==== UDOSTĘPNIONY FRAGMENT
Potem, jak byłem wyższy i mocniejszy od niego, powiedziałem, że ostatni raz podnosi rękę na mamę i niech uważa. Tylko że ja go nawet nie dotknąłem nigdy.
Ale wybaczył mu pan?
- Nie byłem na jego grobie. W mojej pamięci nie jest ojcem. Leży w Gdyni, na tym samym cmentarzu co mama, ale osobno. Umarł w 1985 czy 1986, a może później, przepity, zmęczony. Jak zadzwonili do mamy - była wtedy u mnie w Hanowerze - powiedziała: ''Nareszcie''.
Jak pan sobie radził sam ze sobą?
- Postanowiłem nie być taki jak on, i to się udało. Nigdy moich cór nie zbiłem, czasem dostały klapsa ode mnie czy od żony, ale jesteśmy tak związani, że nie przypuszczam, aby mogły powiedzieć złe słowo. Kasia jest aktorką i reżyserem, Małgosia dziennikarką zajmującą się modą i jeździ po świecie, wnuczki mam dwie malutkie. Sam skończyłem studia, w sporcie mi wyszło i mam świetną rodzinę. Ale chcę powiedzieć, że nie zawsze jest tak ładnie, jak się wydaje. Mnie ludzie widzą jako kogoś, kto wygrywał, widzą gest Kozakiewicza, pieniądze, medale. Miał piękne życie, wszystko, co trzeba.
========
==== DOSTARCZONE MATERIAŁY
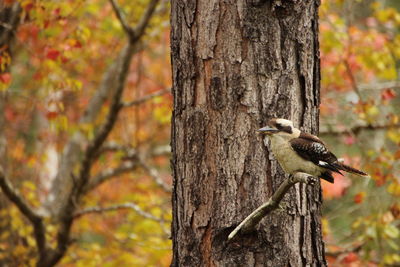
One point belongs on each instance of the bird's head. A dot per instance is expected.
(280, 127)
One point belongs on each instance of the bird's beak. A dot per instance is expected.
(267, 130)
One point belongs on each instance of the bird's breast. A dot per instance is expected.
(289, 160)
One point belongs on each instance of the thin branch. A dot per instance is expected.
(91, 151)
(14, 196)
(145, 98)
(156, 176)
(118, 12)
(138, 31)
(128, 205)
(109, 174)
(250, 222)
(354, 249)
(358, 128)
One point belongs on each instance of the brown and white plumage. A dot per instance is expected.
(297, 151)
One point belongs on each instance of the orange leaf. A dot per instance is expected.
(359, 198)
(53, 54)
(5, 78)
(388, 94)
(351, 257)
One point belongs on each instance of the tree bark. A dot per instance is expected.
(237, 64)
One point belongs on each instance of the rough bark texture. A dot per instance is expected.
(237, 64)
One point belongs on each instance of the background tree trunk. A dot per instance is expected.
(236, 64)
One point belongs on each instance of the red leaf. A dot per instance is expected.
(50, 115)
(5, 78)
(53, 54)
(351, 257)
(349, 140)
(388, 94)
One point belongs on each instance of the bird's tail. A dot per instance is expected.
(352, 170)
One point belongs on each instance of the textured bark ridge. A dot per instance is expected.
(237, 64)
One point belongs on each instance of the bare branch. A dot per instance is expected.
(121, 18)
(358, 128)
(14, 196)
(91, 152)
(145, 98)
(138, 31)
(156, 176)
(109, 174)
(250, 222)
(128, 205)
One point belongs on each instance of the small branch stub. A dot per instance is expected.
(251, 221)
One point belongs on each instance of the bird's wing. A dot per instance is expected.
(311, 148)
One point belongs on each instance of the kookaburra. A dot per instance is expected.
(297, 151)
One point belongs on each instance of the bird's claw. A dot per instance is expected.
(311, 180)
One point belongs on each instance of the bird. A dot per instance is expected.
(298, 151)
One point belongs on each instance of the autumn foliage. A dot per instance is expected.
(58, 59)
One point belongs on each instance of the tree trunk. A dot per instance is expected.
(237, 64)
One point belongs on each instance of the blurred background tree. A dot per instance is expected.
(360, 56)
(55, 61)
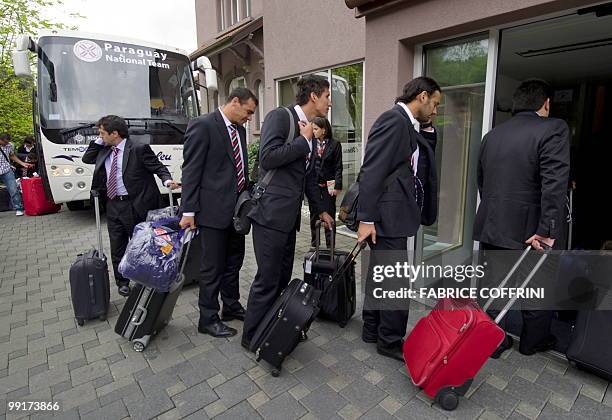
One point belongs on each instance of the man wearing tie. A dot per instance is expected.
(277, 216)
(124, 170)
(394, 198)
(215, 172)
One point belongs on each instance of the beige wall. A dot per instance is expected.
(206, 19)
(301, 36)
(207, 24)
(391, 37)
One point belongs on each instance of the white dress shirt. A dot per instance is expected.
(121, 190)
(302, 117)
(414, 159)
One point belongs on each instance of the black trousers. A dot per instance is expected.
(388, 326)
(274, 252)
(222, 258)
(314, 216)
(536, 324)
(121, 218)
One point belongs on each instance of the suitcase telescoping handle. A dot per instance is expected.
(96, 196)
(347, 263)
(332, 244)
(171, 198)
(532, 273)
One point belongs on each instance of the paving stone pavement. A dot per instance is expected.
(93, 373)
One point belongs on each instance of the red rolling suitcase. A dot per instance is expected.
(447, 348)
(35, 201)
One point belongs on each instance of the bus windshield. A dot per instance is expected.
(81, 80)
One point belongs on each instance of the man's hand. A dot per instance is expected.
(173, 185)
(187, 221)
(327, 220)
(536, 242)
(305, 130)
(366, 230)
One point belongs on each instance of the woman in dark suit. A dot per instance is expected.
(328, 165)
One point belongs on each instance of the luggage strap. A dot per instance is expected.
(342, 270)
(535, 269)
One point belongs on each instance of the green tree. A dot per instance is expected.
(19, 17)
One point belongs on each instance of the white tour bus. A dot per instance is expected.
(82, 77)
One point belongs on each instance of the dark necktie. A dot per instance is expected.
(111, 179)
(240, 177)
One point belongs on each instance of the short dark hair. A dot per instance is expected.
(416, 86)
(530, 95)
(308, 84)
(112, 123)
(243, 94)
(323, 123)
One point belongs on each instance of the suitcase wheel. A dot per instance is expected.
(448, 399)
(138, 346)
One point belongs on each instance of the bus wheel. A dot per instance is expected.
(75, 205)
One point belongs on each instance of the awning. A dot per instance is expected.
(231, 36)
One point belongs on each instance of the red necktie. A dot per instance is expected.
(111, 180)
(237, 158)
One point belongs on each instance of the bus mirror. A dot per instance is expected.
(23, 43)
(211, 80)
(21, 64)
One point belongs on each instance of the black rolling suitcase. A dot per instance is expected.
(147, 310)
(289, 319)
(591, 345)
(339, 302)
(89, 284)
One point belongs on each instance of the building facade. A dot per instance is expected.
(478, 51)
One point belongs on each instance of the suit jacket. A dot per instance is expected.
(138, 167)
(331, 164)
(394, 209)
(523, 173)
(209, 171)
(280, 206)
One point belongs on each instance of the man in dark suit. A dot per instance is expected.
(277, 217)
(523, 173)
(124, 174)
(393, 199)
(215, 172)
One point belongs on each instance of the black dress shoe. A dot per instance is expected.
(392, 352)
(549, 343)
(124, 290)
(231, 315)
(217, 329)
(505, 345)
(246, 344)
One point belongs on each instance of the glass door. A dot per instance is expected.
(460, 67)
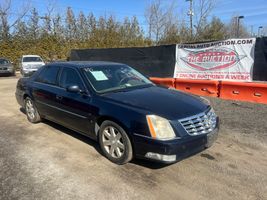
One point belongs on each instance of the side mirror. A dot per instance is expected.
(74, 89)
========
*DO WYKONANIA*
1. Odpowiedz krótko na podstawie fragmentu wywiadu:
(a) W jakim mieście pochowany jest ojciec?
(b) Gdzie przebywała mama, kiedy do niej zadzwoniono?
(c) Czym zajmuje się Kasia?
2. Powtórz dokładnie z fragmentu wywiadu wszystko od słów „Potem, jak byłem” w dół aż po słowa „sam ze sobą?”.
Rekordy stanowią osobny materiał, niezależny od fragmentu wywiadu.

*ODPOWIEDZI DO ZADAŃ*
1.
(a) W Gdyni.
(b) W Hanowerze.
(c) Jest aktorką i reżyserem.

2.
Potem, jak byłem wyższy i mocniejszy od niego, powiedziałem, że ostatni raz podnosi rękę na mamę i niech uważa. Tylko że ja go nawet nie dotknąłem nigdy.
Ale wybaczył mu pan?
- Nie byłem na jego grobie. W mojej pamięci nie jest ojcem. Leży w Gdyni, na tym samym cmentarzu co mama, ale osobno. Umarł w 1985 czy 1986, a może później, przepity, zmęczony. Jak zadzwonili do mamy - była wtedy u mnie w Hanowerze - powiedziała: ''Nareszcie''.
Jak pan sobie radził sam ze sobą?